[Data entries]
-- Opening Marker --

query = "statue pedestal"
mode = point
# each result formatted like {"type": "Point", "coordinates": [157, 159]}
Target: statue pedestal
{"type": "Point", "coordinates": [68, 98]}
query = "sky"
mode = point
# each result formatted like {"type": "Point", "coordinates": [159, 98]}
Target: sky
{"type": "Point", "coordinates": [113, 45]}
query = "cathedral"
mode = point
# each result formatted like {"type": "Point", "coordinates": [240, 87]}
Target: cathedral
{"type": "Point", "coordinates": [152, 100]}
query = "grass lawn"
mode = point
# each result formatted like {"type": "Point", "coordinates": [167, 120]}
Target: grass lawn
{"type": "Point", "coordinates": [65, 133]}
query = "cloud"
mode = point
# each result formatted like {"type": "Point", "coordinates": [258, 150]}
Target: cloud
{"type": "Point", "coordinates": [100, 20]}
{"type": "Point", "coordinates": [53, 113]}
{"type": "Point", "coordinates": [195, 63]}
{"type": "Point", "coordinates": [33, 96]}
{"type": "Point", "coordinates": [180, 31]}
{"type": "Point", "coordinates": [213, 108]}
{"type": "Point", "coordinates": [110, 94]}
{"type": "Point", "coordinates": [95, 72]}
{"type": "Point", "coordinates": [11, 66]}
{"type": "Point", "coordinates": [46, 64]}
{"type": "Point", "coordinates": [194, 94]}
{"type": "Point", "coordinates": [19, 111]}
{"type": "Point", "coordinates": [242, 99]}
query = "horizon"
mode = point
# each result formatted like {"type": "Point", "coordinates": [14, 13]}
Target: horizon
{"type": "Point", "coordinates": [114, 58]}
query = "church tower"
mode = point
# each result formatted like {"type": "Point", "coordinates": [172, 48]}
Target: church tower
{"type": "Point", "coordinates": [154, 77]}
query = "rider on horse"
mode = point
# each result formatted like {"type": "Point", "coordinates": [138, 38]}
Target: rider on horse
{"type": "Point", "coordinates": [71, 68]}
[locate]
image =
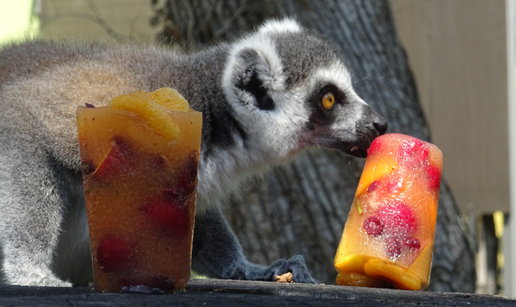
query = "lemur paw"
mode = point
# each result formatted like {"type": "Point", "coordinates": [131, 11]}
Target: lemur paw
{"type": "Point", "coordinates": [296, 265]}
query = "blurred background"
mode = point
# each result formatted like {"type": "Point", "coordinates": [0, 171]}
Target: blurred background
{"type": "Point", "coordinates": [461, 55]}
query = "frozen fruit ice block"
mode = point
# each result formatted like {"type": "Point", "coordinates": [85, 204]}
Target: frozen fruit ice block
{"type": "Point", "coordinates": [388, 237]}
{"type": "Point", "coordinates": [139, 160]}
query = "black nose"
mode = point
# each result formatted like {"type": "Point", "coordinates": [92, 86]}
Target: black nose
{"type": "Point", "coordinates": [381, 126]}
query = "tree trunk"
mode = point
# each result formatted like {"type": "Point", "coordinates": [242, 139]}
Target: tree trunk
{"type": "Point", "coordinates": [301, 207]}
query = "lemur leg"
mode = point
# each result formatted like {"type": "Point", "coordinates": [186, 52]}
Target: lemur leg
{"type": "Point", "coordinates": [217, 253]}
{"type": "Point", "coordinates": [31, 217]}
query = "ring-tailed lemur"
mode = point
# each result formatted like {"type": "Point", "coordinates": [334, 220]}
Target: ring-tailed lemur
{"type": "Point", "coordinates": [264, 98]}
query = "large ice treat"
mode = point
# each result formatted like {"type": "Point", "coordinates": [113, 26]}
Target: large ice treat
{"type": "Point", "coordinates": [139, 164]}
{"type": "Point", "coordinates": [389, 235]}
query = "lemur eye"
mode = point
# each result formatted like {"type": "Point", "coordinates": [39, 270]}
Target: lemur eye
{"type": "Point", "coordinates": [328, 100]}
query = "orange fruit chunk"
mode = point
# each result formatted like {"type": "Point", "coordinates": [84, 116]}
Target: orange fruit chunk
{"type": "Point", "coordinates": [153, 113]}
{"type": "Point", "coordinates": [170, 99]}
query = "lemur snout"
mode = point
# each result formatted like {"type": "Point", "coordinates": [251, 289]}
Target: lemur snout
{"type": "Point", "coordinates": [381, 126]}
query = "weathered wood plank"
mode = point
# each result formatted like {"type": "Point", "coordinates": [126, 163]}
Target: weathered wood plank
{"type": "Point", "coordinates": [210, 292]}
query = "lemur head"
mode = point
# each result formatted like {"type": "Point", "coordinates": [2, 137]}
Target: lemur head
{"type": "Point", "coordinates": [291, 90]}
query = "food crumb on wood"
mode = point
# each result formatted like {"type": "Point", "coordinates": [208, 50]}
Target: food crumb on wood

-- Closing Marker --
-- Opening Marker --

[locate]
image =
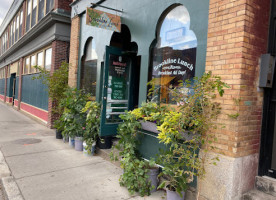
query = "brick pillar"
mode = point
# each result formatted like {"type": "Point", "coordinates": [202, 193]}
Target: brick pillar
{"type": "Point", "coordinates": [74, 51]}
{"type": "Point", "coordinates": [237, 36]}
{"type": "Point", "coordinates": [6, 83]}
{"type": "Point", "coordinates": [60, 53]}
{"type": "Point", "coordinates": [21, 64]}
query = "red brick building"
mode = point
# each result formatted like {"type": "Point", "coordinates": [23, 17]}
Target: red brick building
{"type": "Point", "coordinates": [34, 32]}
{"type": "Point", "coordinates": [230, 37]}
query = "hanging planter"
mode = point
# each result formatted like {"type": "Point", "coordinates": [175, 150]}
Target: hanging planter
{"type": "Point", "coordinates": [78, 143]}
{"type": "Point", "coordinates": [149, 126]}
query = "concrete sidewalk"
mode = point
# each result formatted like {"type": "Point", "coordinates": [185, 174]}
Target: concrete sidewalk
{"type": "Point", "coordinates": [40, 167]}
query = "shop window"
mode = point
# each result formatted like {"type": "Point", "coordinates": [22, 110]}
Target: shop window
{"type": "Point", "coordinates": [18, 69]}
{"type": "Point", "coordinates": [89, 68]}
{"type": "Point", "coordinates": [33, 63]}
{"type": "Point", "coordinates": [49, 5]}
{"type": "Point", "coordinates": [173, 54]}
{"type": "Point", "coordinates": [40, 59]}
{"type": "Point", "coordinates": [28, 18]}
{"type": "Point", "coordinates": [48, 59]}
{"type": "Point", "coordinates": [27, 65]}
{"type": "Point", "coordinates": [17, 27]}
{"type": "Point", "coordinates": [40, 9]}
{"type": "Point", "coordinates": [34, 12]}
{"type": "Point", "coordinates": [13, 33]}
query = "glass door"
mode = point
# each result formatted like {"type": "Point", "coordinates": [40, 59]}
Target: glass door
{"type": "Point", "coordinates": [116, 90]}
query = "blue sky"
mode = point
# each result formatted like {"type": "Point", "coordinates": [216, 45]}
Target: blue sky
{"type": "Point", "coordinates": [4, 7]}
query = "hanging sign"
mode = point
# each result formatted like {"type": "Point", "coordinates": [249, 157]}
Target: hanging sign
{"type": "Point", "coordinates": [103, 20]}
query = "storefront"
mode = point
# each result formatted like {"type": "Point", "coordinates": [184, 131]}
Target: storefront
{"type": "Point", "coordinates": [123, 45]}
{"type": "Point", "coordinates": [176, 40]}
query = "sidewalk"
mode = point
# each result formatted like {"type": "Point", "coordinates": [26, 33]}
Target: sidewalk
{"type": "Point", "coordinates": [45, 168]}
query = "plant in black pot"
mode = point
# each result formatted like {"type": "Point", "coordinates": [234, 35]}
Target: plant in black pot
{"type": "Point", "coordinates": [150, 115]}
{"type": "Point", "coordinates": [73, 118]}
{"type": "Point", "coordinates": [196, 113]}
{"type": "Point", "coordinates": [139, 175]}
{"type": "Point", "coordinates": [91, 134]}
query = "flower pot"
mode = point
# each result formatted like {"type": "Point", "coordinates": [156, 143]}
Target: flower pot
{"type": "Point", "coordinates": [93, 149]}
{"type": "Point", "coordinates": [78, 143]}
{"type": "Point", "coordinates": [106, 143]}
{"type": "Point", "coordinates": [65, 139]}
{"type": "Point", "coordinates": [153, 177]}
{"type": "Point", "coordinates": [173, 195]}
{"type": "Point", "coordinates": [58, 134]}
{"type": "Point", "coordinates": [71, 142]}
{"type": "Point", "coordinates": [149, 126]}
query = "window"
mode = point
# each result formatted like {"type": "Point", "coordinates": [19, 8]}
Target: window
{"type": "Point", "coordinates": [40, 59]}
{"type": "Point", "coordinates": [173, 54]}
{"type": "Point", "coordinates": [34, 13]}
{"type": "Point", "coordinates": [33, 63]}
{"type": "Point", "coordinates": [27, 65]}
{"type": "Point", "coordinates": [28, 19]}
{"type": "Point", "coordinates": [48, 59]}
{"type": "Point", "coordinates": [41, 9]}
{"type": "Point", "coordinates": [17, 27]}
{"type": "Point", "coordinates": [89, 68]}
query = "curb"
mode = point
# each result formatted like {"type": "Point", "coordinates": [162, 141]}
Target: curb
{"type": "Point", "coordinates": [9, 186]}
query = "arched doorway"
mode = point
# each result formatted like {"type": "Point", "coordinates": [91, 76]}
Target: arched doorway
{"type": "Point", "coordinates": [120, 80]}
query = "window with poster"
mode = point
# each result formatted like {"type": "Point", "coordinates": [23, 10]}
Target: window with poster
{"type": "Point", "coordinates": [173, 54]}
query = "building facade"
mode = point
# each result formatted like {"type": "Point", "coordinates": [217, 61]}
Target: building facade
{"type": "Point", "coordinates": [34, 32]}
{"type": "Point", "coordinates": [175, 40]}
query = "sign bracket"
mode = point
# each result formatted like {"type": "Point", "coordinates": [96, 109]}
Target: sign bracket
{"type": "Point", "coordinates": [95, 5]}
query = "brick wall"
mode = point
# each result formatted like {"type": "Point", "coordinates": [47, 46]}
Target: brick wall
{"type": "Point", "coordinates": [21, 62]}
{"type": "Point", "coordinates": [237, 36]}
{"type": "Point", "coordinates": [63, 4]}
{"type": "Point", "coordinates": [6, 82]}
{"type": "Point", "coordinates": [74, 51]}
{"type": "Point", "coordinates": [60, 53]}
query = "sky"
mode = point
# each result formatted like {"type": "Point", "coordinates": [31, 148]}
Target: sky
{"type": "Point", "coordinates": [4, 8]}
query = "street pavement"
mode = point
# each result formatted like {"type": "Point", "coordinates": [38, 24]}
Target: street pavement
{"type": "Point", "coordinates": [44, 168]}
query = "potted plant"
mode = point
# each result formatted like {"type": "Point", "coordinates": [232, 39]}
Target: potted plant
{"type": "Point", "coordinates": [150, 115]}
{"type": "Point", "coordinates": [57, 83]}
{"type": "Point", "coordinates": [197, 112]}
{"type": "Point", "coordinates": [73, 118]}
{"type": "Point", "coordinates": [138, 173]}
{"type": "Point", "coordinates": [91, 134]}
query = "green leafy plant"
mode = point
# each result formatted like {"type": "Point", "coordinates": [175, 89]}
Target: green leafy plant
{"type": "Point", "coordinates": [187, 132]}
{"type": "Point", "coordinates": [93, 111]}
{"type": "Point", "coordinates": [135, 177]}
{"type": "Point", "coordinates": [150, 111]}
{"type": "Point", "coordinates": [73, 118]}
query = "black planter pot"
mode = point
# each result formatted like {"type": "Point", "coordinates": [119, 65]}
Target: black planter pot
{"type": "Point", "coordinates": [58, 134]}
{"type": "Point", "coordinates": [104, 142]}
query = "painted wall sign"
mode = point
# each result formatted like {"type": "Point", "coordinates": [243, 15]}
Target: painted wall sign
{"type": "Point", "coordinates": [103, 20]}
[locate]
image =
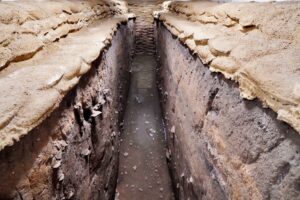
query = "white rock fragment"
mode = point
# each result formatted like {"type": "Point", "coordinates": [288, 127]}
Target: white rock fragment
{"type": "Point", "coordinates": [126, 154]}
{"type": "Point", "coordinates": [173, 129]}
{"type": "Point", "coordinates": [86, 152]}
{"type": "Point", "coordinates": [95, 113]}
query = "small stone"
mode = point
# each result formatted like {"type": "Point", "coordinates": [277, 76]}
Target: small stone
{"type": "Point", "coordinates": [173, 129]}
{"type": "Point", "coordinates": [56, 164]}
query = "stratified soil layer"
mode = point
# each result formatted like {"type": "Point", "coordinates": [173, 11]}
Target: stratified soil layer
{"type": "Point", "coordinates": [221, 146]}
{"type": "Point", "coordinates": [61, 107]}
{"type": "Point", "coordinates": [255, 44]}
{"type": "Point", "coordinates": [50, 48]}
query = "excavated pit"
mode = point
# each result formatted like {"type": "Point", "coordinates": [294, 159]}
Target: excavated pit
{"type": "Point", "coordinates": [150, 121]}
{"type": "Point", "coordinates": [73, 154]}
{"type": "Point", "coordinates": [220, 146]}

-- Closing Marker --

- [What needs to be done] The word "food" may occur in lines of the data above; say how many lines hold it, giving only the number.

- [Answer area] 2